■ SET PROBLEM: Extract each line of the data below word for word, leaving the pictures out of your answer.

*** TASK INPUTS ***

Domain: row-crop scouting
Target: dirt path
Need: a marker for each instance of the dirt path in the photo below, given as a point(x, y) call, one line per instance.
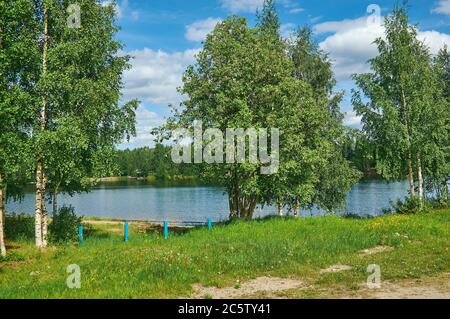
point(425, 288)
point(272, 287)
point(267, 285)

***

■ ANSWER FOR THIS EXERCISE:
Domain: row-crop scouting
Target: dirt path
Need: a marker for each instance of the dirt path in the photo below, given as a point(x, y) call, one line per instance.
point(425, 288)
point(272, 287)
point(267, 285)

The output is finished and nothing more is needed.